WHAT YOU ARE ASKED TO DO
Write out every record below exactly, leaving the pictures out.

Stored data entries
Start of Block
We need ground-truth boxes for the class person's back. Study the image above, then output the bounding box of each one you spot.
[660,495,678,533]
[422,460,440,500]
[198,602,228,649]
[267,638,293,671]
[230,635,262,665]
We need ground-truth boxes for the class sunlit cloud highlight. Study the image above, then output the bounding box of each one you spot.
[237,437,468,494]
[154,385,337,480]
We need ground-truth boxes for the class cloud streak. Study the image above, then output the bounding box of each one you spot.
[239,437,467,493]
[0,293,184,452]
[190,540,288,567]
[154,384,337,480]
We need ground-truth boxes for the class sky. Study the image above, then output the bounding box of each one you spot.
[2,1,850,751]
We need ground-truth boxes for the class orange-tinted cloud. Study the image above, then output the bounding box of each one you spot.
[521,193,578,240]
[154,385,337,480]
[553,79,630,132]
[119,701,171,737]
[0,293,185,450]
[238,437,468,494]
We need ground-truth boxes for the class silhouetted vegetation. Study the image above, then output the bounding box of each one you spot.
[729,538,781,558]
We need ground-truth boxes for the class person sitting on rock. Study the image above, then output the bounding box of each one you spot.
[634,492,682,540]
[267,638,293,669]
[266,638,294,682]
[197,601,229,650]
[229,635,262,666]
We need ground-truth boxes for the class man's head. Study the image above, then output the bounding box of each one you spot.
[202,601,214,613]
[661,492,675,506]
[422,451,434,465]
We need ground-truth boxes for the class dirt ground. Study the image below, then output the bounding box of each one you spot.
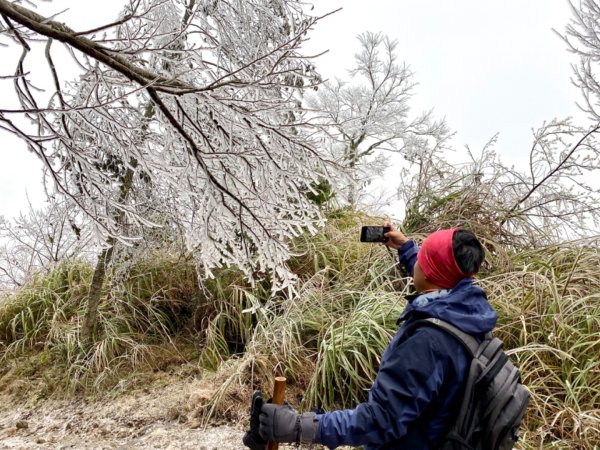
[0,374,313,450]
End of Block
FINISHED TASK
We need ground-truth boxes for the class person's back. Study the image above, then output the bounding box of each one you spot.
[660,495,678,533]
[422,460,440,500]
[198,602,228,649]
[267,638,293,671]
[230,635,262,665]
We need ground-truth boxes for the class sunlit cloud highlight. Study the image above, then output the bounding box of each one you spot.
[237,437,468,494]
[154,385,337,480]
We need ground-truth boxes for the class cloud streak. Study the image above, then output the bounding box of each one you spot.
[239,437,467,493]
[0,293,184,452]
[190,540,288,567]
[154,384,337,480]
We need ground-truth boxes for the class sky. Study the image above, then output the bounding box of each one you spot.
[2,1,850,751]
We need ground-truth boxes for the class orange-tinted cloud. Study the image above, then output the bounding box of each one you spot.
[521,193,578,240]
[154,385,337,480]
[553,79,630,132]
[119,701,171,737]
[0,293,185,450]
[238,437,468,494]
We need ground-truth boxes for the class silhouetted vegetation. Study the image above, then output the bounding box of each one you spot.
[729,538,781,558]
We need ground-truth boxes for the class person sitting on rock. Study the image above, then output the bounding box of each one you spot.
[634,492,682,540]
[267,638,293,669]
[266,638,294,682]
[197,601,229,650]
[229,635,262,666]
We need ground-truth boxes for the class man's head. Study the image above, then output the bounding box of each one you spot.
[202,601,214,613]
[661,492,675,506]
[422,451,434,465]
We need ground-truth boxes for the class dirt ground. Study the image below, then output the bounding box of each one you spot.
[0,374,313,450]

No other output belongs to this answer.